◆ **Excerpted text**
You can hear albums from the Joseph's many musical projects at and more of his poetry, drawings and music at

Click here to listen

Monday, October 6, 2014

October 5, 2014: Norman Fischer Live!

Poet, essayist, writer, and Zen Buddhist priest Norman Fischer joined us live in the studio this past Sunday and read from/discussed his collection, The Strugglers (Singing Horse Press, 2013).

Norman opened the show reading six poems (13-18) from the first section of The Strugglers entitled "Sixty Five," one of two memorial poems featured in the book. "Sixty Five" was composed after the death of close friend Rabbi Alan Lew, who died "suddenly at age 65." The 65 "passages" were written not only in Rabbi Lew's memory, but as a "direct communication" to him.

Next, we looked at the overall structure of The Strugglers discussing the individual character of each section: Sixty Five, The Strugglers, Mandelstam/Stone or The Russian Mall Poems, Personal, A Young Girl, A Hierophant, and Recognition. Each of the six sections celebrates a different tone, voice, and form (ranging from prosier long lines which demand page-space to shorter stanzas demanding lyric clarity). The collection's title poem, "The Strugglers," is a memorial poem written for/in conversation (in song) with Leslie Scalapino. Scalapino's final prose work, The Diehedrons Gazelle-Dihedrals Zoom, served as the source text for Norman's 28-poem (each subtitled) series; he chose key words in passages and then composed his own poem of disasters that were appearing in the news at the time of writing: war, violence, tsunamis, earthquakes.

◆ **Supplied information**
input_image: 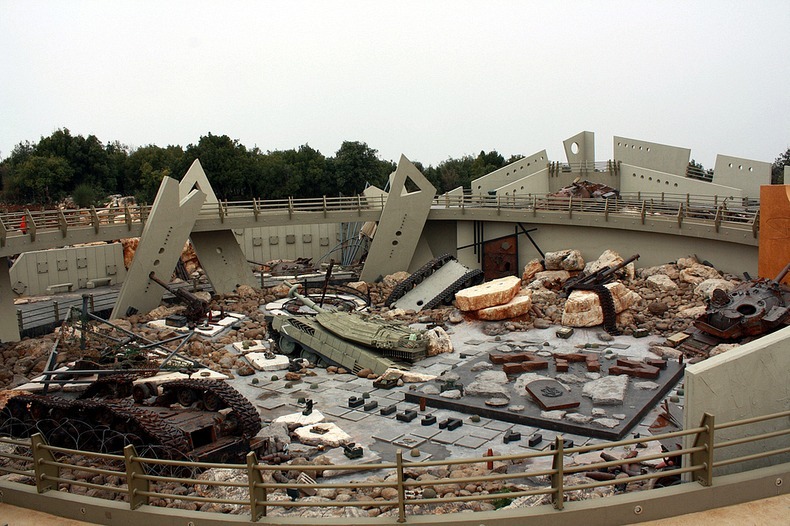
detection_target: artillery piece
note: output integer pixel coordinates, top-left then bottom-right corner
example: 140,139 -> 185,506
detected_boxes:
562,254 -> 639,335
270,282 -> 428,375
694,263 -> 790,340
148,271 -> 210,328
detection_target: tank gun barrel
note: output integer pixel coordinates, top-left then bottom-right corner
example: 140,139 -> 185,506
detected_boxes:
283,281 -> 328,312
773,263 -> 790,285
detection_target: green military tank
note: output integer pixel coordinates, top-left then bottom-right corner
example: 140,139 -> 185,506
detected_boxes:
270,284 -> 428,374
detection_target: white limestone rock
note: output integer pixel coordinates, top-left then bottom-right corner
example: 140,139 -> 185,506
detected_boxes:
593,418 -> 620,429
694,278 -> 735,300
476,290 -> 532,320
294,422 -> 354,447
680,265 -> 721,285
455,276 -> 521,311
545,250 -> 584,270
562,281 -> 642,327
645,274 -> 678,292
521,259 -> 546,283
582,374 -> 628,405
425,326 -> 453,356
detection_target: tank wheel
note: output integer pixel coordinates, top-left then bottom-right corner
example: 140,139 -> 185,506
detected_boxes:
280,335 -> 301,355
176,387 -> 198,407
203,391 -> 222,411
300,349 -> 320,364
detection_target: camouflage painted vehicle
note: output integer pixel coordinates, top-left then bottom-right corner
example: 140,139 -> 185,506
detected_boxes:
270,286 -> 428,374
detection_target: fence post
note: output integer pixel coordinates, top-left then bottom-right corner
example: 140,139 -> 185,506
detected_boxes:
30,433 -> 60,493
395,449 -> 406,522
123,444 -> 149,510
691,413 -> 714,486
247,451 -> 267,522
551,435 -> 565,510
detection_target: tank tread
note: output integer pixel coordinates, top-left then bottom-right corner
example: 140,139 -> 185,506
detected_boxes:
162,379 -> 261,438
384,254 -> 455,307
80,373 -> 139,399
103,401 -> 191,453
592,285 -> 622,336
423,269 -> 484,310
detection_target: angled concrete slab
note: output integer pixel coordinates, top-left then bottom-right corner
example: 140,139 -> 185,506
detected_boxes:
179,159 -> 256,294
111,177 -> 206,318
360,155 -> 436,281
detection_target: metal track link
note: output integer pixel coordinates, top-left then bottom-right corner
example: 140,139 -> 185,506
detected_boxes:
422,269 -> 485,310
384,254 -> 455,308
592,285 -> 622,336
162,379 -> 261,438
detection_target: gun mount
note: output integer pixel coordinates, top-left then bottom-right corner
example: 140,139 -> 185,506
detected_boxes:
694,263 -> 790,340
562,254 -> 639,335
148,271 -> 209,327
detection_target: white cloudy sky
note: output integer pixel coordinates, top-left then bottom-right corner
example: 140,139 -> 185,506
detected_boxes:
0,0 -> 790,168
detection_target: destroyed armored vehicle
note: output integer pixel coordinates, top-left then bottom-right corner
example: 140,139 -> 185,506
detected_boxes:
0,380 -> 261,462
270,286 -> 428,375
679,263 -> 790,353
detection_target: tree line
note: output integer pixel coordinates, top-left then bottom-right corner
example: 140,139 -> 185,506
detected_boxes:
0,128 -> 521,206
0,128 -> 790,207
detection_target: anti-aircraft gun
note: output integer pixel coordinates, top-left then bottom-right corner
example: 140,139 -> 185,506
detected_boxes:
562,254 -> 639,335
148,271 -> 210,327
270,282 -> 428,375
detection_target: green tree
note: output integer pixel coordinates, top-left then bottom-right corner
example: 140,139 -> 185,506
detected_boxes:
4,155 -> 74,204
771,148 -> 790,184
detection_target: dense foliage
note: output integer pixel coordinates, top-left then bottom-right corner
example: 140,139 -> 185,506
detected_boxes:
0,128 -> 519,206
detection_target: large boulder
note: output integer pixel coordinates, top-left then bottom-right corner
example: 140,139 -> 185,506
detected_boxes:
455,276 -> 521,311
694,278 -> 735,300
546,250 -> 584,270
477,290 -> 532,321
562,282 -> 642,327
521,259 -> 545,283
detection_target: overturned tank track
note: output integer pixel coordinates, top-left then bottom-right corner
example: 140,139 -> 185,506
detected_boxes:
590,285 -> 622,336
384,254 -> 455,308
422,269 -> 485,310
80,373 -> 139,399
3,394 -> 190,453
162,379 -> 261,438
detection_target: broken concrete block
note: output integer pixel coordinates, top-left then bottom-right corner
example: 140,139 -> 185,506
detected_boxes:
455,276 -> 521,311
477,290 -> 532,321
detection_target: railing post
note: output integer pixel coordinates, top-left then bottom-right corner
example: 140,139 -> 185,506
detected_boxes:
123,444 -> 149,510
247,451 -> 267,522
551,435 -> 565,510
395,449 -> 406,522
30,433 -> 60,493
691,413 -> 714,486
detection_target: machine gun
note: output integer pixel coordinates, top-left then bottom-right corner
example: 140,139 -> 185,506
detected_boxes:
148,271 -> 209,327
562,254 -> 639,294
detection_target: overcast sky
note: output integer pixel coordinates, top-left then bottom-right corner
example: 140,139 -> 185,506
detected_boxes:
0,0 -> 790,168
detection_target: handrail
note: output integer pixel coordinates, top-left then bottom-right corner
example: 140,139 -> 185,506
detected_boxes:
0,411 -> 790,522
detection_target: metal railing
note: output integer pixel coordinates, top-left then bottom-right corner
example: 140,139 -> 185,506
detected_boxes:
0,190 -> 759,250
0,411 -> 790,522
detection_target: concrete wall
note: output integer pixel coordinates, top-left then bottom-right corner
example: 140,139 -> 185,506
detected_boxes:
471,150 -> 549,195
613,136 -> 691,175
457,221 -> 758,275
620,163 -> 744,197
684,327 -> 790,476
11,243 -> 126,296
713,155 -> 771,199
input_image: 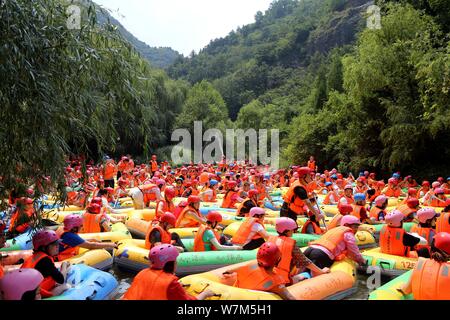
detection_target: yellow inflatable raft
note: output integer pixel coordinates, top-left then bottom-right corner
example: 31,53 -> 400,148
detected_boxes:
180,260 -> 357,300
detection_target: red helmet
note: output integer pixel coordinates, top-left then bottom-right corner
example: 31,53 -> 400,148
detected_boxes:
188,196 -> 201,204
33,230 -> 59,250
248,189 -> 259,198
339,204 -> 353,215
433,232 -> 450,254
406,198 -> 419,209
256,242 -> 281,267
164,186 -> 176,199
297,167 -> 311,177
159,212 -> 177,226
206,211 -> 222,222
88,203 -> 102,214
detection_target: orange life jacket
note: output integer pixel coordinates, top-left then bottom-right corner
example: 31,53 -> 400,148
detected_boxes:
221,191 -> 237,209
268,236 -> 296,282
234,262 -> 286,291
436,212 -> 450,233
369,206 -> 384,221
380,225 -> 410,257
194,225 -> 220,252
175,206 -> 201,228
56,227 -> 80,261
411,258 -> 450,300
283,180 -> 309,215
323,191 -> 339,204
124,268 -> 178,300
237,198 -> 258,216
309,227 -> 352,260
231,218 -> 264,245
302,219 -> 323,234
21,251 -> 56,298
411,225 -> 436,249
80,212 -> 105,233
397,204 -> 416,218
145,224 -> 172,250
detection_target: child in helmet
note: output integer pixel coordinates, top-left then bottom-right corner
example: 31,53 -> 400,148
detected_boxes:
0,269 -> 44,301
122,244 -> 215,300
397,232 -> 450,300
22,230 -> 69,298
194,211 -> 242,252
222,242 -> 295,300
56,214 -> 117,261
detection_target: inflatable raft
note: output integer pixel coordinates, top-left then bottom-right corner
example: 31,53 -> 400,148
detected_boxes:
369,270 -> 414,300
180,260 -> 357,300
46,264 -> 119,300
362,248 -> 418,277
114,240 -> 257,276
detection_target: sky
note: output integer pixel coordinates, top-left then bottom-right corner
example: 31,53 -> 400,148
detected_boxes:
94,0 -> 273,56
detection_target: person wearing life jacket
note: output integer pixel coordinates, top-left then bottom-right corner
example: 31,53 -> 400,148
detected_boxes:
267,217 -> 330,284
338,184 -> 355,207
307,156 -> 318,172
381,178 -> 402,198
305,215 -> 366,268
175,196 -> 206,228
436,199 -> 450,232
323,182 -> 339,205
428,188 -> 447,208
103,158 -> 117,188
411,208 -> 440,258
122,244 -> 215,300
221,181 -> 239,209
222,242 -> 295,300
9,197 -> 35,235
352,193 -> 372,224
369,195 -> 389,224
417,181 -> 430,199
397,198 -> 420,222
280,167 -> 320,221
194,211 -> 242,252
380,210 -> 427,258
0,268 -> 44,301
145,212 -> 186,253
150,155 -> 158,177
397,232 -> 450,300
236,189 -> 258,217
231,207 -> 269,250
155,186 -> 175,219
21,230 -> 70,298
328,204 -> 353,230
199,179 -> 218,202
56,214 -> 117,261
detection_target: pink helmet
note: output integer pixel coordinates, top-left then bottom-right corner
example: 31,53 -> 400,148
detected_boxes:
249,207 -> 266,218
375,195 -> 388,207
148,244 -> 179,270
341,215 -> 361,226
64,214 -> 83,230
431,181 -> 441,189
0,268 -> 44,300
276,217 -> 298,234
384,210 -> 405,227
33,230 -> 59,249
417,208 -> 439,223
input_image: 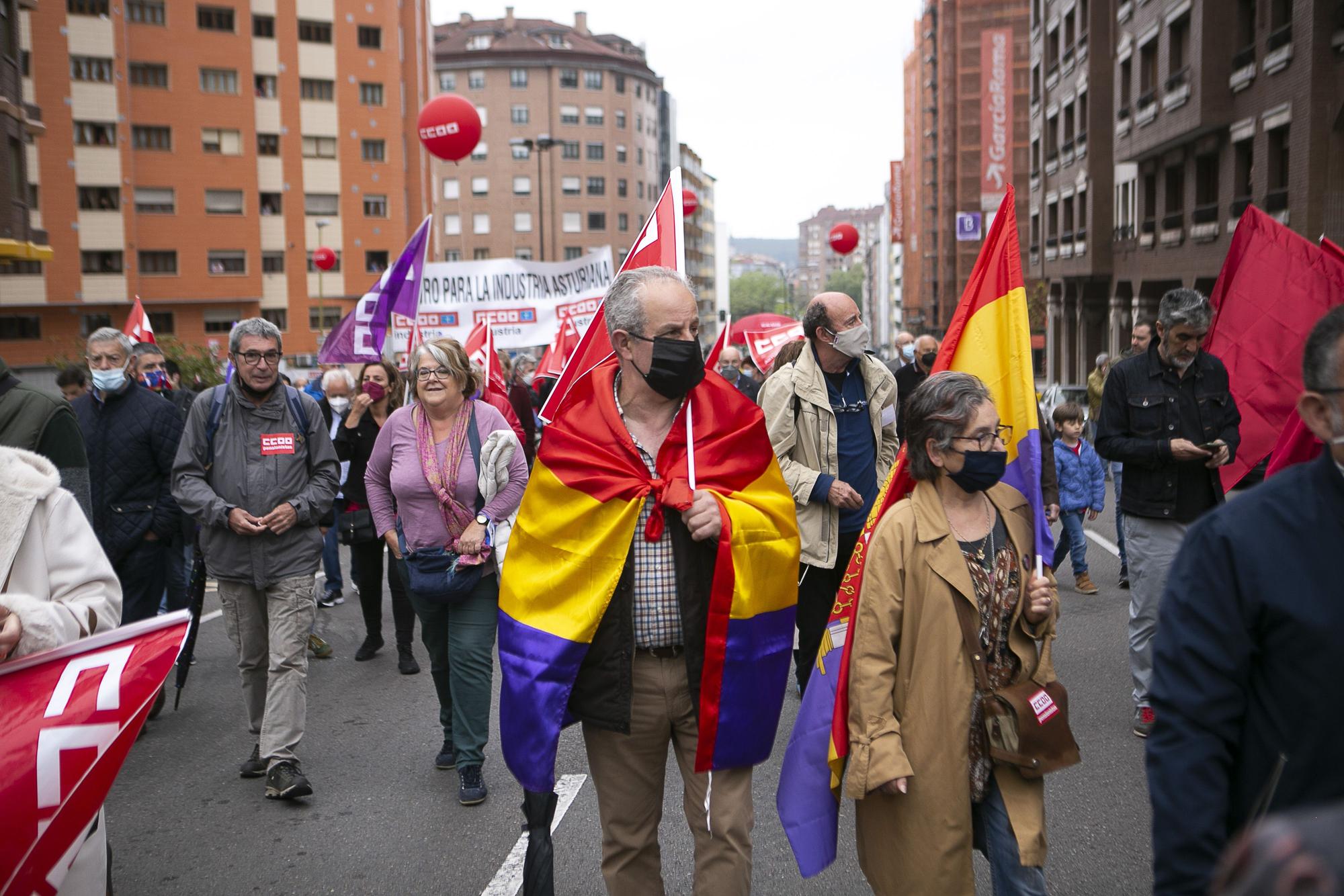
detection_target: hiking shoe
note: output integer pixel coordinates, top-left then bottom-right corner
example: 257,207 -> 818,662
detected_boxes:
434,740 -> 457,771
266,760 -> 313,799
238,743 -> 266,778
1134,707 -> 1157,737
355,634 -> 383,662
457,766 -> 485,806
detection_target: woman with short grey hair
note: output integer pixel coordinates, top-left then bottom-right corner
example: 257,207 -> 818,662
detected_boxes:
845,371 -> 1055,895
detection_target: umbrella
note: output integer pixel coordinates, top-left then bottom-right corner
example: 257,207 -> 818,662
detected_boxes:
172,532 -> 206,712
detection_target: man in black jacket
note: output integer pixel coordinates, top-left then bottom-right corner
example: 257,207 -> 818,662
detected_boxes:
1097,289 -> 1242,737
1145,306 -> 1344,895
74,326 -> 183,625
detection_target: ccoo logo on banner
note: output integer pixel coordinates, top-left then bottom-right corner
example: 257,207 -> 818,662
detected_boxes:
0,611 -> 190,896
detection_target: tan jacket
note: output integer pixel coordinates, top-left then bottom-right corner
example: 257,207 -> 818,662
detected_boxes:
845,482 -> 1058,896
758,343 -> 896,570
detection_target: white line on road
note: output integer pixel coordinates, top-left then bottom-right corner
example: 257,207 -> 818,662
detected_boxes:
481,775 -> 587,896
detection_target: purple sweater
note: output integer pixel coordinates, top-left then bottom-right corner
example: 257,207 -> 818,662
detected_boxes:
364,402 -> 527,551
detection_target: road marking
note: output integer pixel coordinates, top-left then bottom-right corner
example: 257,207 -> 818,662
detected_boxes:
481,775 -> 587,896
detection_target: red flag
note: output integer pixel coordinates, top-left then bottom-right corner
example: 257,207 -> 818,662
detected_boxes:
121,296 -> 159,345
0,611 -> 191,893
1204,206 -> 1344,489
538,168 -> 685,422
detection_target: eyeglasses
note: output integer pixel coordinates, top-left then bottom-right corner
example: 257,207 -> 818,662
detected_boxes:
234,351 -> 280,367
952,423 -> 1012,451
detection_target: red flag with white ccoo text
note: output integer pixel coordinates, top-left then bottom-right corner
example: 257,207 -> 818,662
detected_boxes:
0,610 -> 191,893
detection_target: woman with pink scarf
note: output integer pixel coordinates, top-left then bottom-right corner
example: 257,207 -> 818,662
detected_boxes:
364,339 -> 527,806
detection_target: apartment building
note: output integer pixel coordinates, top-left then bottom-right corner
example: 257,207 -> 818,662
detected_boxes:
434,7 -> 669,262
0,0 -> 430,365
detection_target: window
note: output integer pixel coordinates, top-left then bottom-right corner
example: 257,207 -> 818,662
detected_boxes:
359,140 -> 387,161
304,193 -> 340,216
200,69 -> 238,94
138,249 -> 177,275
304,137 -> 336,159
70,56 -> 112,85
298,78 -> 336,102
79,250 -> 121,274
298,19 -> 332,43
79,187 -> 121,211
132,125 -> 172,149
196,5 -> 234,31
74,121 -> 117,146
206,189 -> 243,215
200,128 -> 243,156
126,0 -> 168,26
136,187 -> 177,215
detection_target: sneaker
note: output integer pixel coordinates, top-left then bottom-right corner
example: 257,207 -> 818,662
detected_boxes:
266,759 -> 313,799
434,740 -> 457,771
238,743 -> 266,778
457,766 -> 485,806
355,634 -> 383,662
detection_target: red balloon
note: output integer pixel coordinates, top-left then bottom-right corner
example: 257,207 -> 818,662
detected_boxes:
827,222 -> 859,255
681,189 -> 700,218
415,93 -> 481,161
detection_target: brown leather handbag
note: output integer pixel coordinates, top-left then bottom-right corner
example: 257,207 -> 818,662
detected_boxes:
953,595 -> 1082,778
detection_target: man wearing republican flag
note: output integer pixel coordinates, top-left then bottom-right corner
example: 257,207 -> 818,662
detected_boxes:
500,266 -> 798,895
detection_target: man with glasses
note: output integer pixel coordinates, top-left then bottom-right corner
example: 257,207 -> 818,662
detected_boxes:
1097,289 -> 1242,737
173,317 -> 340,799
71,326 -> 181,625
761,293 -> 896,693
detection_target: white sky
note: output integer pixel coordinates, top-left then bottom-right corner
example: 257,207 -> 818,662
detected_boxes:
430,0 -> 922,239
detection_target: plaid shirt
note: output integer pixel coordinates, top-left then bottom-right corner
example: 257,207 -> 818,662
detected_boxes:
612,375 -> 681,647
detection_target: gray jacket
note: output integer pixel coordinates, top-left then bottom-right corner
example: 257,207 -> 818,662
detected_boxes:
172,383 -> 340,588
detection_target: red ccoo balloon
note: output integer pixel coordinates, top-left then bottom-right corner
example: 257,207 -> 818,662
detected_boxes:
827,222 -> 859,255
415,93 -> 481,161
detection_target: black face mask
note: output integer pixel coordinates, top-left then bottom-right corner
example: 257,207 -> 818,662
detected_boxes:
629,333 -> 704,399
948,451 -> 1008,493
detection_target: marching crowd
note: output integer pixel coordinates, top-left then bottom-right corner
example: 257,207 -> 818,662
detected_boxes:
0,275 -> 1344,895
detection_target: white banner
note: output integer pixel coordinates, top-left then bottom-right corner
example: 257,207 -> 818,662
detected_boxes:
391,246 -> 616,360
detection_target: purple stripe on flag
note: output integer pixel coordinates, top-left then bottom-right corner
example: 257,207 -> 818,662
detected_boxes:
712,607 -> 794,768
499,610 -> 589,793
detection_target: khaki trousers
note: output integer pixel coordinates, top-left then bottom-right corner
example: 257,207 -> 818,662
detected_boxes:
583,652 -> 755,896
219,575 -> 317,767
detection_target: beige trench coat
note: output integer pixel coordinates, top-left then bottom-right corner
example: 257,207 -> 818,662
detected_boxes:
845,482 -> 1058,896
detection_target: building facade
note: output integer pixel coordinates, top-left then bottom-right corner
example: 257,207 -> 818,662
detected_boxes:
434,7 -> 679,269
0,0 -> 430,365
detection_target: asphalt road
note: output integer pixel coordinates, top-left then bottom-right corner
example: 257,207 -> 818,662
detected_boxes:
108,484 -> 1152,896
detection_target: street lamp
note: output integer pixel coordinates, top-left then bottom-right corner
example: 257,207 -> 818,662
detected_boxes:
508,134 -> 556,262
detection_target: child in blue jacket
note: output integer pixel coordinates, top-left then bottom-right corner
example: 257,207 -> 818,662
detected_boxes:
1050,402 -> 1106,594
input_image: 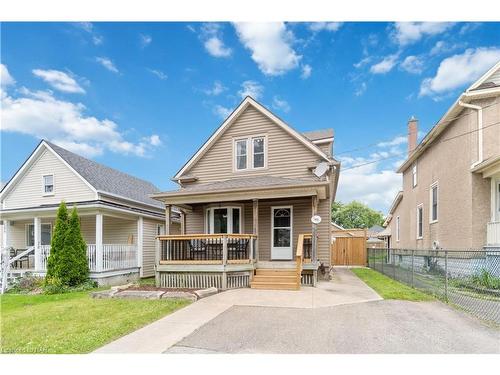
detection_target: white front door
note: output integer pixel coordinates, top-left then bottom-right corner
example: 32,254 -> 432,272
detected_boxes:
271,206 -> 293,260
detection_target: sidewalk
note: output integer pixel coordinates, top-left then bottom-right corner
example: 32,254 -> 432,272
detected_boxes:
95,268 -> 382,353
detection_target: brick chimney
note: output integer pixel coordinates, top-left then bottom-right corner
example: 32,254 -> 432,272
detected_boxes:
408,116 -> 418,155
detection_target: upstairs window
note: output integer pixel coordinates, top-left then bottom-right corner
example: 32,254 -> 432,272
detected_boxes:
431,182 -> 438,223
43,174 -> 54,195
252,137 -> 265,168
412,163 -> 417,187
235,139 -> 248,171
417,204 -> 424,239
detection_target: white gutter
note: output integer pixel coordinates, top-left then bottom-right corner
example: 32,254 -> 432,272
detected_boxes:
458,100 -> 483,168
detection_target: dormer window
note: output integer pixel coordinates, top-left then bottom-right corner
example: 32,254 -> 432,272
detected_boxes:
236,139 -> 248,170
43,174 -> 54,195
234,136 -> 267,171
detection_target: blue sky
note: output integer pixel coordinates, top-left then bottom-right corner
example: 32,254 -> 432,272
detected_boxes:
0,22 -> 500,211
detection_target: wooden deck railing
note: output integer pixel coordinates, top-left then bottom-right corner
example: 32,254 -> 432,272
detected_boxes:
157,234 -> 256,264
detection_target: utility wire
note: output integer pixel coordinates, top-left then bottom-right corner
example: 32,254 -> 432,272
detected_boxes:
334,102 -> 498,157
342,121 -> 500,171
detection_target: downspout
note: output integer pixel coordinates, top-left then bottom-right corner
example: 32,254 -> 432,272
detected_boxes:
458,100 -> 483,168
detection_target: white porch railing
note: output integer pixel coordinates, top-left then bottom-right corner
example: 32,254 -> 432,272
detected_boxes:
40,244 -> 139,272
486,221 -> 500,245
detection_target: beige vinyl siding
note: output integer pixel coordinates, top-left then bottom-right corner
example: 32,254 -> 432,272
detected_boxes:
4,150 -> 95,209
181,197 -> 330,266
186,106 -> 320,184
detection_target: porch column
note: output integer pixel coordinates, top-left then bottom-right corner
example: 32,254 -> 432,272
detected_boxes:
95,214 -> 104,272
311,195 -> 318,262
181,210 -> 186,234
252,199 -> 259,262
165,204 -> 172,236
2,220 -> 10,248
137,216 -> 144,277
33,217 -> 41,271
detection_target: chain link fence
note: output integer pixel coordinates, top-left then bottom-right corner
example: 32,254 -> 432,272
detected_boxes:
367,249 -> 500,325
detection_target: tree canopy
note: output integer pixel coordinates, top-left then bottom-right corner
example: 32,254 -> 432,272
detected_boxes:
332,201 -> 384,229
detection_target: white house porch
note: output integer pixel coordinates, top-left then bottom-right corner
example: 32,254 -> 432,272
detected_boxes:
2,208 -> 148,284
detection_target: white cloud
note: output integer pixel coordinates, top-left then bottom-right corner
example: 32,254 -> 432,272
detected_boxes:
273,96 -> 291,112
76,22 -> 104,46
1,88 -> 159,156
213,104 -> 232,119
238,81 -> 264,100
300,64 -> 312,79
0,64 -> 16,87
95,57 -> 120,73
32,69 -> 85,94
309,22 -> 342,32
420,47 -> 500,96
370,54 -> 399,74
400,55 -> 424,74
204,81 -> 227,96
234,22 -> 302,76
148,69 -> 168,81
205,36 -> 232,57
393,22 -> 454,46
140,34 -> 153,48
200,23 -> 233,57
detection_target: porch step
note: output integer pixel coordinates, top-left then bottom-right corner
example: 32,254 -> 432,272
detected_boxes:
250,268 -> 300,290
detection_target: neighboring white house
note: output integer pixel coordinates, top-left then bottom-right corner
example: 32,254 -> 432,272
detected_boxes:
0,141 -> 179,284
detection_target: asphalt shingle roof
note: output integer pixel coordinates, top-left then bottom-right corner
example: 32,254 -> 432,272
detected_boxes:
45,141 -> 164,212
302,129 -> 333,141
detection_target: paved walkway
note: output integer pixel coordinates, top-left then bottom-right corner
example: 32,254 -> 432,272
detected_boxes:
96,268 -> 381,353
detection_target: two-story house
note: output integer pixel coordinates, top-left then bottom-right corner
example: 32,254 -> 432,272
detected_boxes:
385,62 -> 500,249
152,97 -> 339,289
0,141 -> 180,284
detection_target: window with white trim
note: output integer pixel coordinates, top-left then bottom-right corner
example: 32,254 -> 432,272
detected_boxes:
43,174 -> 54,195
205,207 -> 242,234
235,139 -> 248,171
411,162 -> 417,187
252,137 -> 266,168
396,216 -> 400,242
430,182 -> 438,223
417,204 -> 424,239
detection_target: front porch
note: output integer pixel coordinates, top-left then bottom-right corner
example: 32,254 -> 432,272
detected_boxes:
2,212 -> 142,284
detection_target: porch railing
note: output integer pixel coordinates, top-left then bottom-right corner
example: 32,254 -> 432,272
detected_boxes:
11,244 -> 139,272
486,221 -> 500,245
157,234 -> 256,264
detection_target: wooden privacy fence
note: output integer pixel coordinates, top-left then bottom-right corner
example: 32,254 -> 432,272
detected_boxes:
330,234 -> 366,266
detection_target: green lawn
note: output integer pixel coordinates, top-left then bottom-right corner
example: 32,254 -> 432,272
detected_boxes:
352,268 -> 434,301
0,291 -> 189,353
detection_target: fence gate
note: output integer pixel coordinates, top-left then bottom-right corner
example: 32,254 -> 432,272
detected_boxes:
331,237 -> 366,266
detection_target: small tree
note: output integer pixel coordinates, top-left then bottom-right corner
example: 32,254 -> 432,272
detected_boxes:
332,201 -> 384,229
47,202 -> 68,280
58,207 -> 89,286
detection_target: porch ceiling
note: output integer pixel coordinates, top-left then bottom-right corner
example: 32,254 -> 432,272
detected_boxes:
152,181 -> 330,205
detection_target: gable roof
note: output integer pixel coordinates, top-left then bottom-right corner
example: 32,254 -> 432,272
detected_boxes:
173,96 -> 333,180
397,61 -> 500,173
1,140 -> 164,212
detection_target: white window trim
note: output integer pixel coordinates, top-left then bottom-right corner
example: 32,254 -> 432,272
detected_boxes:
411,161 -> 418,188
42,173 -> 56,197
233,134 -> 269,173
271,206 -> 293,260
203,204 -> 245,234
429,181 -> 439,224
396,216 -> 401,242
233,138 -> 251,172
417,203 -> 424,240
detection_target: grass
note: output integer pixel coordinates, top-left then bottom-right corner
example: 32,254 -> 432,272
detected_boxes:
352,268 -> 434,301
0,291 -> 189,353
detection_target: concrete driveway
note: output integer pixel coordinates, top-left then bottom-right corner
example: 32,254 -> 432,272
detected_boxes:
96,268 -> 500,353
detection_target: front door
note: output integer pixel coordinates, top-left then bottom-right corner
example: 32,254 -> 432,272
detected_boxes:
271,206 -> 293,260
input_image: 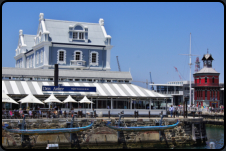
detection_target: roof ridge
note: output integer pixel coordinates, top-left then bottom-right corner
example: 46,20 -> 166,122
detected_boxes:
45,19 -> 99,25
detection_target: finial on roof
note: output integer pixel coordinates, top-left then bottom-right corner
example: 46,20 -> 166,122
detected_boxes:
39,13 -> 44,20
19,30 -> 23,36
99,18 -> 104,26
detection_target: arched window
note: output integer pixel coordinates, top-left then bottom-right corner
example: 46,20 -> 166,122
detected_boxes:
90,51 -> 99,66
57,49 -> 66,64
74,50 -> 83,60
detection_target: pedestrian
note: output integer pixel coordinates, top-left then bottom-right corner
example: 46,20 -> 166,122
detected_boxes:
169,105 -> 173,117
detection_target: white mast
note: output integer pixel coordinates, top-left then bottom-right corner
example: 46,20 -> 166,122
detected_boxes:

◆ **Set tasks**
- a) From the entries, copy again the part that opens with the line containing "detection_target: concrete driveway" and closes with the line containing "45,19 -> 99,25", keeping both of those lines. Leave the pictures out of your copy.
- b) Carry on the account of Norman Fischer's live studio reading, beginning after its final sentence.

◆ **Answers to the problems**
- a)
detection_target: concrete driveway
note: output integer pixel coordinates, top-left then bottom-right corner
example: 32,254 -> 432,272
detected_boxes:
96,268 -> 500,353
detection_target: front door
note: output integer pixel coordinates, top-left then bottom-right corner
example: 32,254 -> 432,272
detected_boxes:
271,206 -> 293,260
input_image: 
detection_target: roof ridge
note: output integer pixel coordinates, top-left then bottom-right corner
example: 46,20 -> 166,122
detected_boxes:
45,19 -> 99,25

- b)
Topping our hour, Norman shared his history with Zen Buddhism and how it has influenced his writing. Early on it was something that he would "try to avoid," not wanting any one ideology to take over the work. Whereas today, Norman shared, he feels it's inevitably present in the work--evident possibly in the practice of using formal constraints. Structurally, each section of the book seems to organically find or sing out its own unique form. Citing Kay Larson's book, Where the Heart Beats: John Cage, Zen Buddhism, and the Inner Life of Artists, Norman commented on how art and poetry have moved from a 20th century Modernist I/ego centered expression to a destabilizing Postmodern expression that's concerned with de-centering the self. For Norman, the one rule in poetry has become "no rules," and that's "good news" where the "self is a character"--every I in the poem is a distinct voice. His interest in the phenomena of human subjectivity informed the poem "Personal," and Norman next read from this 5-poem series (each titled, "Personal") that ultimately questions: what is a person?

We concluded with a reading from his most recent collection, Escape This Crazy Life of Tears: Japan 2010 (Tinfish Press, 2014), a "travelogue" set in his "Japanese poet persona"--slowed down, smoothed down, and pared down to an essential lyric. Click here to listen.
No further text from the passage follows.